Task goal:
Rewrite the listing from the line with "Target: parked car" through its last line, keeping every request line, and shift each x and y coordinate in the answers by adding -85.
= = = = =
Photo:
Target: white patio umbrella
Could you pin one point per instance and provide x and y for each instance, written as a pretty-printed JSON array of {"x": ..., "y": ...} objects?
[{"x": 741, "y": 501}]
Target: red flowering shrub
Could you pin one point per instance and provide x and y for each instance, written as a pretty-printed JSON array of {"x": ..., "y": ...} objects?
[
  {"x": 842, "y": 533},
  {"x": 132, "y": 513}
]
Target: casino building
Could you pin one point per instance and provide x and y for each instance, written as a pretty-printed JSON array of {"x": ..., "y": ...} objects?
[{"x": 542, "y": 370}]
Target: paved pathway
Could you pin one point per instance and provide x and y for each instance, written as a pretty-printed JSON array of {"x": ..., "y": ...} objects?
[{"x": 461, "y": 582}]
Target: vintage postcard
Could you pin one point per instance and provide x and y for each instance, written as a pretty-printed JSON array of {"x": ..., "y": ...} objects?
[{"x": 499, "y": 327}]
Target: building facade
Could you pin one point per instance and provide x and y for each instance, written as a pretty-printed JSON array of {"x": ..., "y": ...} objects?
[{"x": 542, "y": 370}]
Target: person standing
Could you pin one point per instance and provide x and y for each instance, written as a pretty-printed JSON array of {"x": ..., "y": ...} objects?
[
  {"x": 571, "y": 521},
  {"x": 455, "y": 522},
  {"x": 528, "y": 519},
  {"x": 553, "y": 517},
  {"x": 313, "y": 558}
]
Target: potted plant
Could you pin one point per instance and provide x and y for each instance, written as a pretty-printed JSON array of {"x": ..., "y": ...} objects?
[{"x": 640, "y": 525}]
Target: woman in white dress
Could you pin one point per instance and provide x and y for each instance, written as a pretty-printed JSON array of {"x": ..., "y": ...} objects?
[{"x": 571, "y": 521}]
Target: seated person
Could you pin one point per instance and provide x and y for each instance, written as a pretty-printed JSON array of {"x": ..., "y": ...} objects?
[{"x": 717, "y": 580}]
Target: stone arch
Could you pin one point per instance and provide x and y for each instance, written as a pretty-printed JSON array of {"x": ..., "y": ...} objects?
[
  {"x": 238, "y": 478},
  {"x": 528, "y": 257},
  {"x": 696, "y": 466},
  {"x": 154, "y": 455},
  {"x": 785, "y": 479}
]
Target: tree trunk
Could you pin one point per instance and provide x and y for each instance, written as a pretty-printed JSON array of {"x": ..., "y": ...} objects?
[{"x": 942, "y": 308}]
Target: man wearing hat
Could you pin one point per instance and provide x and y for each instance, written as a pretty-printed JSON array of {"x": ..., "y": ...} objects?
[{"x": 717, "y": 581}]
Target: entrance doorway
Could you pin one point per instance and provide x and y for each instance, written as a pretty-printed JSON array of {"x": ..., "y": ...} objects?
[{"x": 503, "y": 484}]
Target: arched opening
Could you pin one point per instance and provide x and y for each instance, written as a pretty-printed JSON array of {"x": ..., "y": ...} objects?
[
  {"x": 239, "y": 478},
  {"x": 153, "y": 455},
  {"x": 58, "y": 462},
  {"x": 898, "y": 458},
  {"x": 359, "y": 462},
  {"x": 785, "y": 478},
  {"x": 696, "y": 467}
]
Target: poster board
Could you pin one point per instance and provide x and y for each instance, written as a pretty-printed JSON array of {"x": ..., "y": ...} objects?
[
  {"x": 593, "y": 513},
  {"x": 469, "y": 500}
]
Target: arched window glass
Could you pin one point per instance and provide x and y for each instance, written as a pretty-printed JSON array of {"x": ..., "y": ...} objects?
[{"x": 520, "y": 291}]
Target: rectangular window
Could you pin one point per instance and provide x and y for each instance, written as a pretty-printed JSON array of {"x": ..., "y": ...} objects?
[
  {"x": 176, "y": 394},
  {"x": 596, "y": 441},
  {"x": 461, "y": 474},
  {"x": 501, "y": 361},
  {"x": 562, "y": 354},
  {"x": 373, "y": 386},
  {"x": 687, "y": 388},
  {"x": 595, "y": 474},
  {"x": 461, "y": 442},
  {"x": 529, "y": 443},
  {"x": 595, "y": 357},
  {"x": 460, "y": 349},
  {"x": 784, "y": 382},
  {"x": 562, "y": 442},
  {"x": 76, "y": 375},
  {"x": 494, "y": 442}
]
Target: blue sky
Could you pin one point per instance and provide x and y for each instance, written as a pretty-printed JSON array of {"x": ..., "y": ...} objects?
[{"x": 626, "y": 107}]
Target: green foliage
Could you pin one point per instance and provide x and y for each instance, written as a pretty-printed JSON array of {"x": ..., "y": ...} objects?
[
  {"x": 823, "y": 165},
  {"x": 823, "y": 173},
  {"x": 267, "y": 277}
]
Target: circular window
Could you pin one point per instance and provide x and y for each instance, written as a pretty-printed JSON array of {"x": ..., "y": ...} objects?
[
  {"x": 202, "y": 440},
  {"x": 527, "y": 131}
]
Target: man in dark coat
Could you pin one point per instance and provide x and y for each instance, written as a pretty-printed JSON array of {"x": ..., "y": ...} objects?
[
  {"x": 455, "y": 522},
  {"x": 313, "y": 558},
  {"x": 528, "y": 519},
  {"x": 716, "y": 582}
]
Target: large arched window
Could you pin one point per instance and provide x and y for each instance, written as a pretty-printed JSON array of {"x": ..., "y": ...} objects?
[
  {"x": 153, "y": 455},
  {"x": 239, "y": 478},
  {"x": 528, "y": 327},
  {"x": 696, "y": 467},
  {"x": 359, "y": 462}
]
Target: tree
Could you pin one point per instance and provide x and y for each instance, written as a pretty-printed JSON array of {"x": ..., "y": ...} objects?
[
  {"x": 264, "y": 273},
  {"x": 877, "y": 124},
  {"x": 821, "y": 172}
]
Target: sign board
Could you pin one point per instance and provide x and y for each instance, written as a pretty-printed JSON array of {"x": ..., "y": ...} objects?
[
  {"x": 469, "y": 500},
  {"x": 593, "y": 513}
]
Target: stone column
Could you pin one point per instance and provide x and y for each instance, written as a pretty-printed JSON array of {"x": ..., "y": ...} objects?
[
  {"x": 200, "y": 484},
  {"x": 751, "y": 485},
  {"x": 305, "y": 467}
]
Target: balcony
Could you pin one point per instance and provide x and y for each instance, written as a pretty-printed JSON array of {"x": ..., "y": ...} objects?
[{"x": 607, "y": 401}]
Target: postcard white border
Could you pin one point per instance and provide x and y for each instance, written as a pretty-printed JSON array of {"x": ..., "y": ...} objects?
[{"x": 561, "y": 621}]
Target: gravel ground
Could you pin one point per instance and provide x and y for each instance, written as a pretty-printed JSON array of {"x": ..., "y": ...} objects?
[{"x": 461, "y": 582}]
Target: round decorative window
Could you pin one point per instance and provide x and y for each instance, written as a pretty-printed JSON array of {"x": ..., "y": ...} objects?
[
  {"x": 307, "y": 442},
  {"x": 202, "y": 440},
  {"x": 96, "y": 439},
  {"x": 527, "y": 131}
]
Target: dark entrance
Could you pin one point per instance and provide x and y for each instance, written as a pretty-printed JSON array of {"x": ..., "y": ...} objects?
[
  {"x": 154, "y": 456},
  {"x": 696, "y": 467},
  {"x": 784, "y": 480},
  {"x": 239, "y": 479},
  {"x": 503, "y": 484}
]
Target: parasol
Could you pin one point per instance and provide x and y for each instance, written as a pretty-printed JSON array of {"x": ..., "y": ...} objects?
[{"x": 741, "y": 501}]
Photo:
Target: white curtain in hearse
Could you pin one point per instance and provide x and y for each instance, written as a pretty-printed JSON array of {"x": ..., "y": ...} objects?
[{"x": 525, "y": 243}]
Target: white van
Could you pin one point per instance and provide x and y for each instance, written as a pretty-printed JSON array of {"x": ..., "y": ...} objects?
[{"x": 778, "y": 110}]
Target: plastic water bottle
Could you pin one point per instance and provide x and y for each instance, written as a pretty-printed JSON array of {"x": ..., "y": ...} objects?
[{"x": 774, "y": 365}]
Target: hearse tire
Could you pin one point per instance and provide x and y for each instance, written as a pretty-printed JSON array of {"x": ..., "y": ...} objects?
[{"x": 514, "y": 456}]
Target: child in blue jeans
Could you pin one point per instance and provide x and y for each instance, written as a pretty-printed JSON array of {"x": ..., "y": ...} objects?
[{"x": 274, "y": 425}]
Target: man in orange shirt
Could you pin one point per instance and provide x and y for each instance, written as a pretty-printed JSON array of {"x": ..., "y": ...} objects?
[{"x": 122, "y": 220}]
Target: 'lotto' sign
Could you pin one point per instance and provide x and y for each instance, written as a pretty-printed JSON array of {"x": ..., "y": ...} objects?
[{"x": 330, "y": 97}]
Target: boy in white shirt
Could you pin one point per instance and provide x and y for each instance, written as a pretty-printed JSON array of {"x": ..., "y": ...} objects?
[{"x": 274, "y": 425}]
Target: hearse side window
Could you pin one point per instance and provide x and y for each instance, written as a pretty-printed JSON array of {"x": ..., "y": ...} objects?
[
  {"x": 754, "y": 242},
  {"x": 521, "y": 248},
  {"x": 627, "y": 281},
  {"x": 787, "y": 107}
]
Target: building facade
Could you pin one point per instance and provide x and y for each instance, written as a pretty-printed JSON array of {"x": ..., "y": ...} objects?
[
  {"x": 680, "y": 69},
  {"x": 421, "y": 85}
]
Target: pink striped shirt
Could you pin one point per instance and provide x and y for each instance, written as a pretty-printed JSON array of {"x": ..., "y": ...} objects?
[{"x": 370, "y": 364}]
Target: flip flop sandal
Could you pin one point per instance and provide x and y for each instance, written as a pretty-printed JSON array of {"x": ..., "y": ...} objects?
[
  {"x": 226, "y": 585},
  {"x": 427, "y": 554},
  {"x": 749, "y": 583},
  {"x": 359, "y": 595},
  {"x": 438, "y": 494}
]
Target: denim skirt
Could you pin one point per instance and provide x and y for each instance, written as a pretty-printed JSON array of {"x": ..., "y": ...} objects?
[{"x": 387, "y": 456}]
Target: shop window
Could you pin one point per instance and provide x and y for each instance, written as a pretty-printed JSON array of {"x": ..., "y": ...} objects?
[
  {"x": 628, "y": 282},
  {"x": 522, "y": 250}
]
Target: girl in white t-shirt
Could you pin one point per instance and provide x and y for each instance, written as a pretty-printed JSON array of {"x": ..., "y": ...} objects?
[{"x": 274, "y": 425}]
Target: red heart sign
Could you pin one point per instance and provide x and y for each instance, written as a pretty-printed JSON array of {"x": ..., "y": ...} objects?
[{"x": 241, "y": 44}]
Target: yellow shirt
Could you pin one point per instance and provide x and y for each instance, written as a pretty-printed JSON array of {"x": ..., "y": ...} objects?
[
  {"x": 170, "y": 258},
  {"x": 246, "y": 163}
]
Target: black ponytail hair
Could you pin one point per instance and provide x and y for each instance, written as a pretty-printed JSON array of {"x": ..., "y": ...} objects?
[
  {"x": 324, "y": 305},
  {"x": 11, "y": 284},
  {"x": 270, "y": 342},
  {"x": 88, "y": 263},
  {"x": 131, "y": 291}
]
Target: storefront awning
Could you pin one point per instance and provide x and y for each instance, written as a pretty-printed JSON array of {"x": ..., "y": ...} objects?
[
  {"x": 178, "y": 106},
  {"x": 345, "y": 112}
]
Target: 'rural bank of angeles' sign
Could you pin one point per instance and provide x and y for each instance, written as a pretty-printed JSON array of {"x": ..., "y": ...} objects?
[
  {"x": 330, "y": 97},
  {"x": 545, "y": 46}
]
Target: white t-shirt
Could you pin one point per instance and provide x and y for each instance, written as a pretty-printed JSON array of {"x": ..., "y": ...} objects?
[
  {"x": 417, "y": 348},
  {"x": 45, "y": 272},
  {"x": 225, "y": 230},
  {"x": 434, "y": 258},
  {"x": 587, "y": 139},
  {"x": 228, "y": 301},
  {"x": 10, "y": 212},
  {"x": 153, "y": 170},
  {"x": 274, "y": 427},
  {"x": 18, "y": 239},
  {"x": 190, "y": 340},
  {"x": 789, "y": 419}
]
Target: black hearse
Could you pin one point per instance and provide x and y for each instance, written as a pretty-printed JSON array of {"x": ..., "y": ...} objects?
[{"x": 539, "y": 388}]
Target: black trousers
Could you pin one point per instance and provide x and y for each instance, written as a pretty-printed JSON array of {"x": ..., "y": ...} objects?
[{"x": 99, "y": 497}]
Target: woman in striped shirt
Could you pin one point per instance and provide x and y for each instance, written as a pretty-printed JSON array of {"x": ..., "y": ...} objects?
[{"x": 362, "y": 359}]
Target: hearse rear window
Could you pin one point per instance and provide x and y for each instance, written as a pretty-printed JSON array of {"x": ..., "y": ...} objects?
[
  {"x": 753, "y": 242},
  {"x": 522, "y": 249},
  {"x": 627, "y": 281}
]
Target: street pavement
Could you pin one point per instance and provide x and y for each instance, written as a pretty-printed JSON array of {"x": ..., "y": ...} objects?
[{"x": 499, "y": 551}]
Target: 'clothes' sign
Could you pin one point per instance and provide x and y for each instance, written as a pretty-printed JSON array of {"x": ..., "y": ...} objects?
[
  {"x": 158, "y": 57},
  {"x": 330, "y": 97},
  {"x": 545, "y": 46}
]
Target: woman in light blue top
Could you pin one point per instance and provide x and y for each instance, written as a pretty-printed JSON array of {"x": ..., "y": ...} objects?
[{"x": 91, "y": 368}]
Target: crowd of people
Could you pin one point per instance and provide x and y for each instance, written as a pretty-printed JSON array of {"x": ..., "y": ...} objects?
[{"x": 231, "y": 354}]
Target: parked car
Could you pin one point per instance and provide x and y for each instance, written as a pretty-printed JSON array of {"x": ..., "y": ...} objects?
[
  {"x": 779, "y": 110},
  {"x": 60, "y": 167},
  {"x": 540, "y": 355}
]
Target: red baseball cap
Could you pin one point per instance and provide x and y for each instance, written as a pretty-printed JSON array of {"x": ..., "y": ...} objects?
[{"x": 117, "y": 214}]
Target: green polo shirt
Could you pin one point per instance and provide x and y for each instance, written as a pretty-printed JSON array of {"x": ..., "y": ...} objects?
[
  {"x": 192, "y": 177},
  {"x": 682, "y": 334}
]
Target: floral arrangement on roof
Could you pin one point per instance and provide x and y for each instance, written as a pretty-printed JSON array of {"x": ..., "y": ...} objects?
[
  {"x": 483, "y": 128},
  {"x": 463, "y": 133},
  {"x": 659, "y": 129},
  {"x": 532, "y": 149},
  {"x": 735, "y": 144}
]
= = = = =
Result for this task:
Target: parked car
Could you pin one point per instance and provide x and y for each instance, written as a pretty-printed JSON array of {"x": ..., "y": ...} objects?
[
  {"x": 694, "y": 25},
  {"x": -25, "y": 82},
  {"x": 455, "y": 270}
]
Target: red baseball cap
Could you pin one point per instance and provide x and y for each instance, written as a pretty-printed JSON array of {"x": ..., "y": ...} objects?
[{"x": 32, "y": 129}]
Target: green polo shirt
Could you pin one point per instance and provide x and y for each instance, written as a pretty-printed JSON array of {"x": ..., "y": ...} objects?
[
  {"x": 107, "y": 92},
  {"x": 597, "y": 249}
]
Target: floral arrangement on roof
Could you pin one point per instance and provide x and y for each instance, written as a pretty-printed JSON array of {"x": ..., "y": ...} objects?
[
  {"x": 398, "y": 43},
  {"x": 378, "y": 48},
  {"x": 574, "y": 44},
  {"x": 447, "y": 64},
  {"x": 650, "y": 59}
]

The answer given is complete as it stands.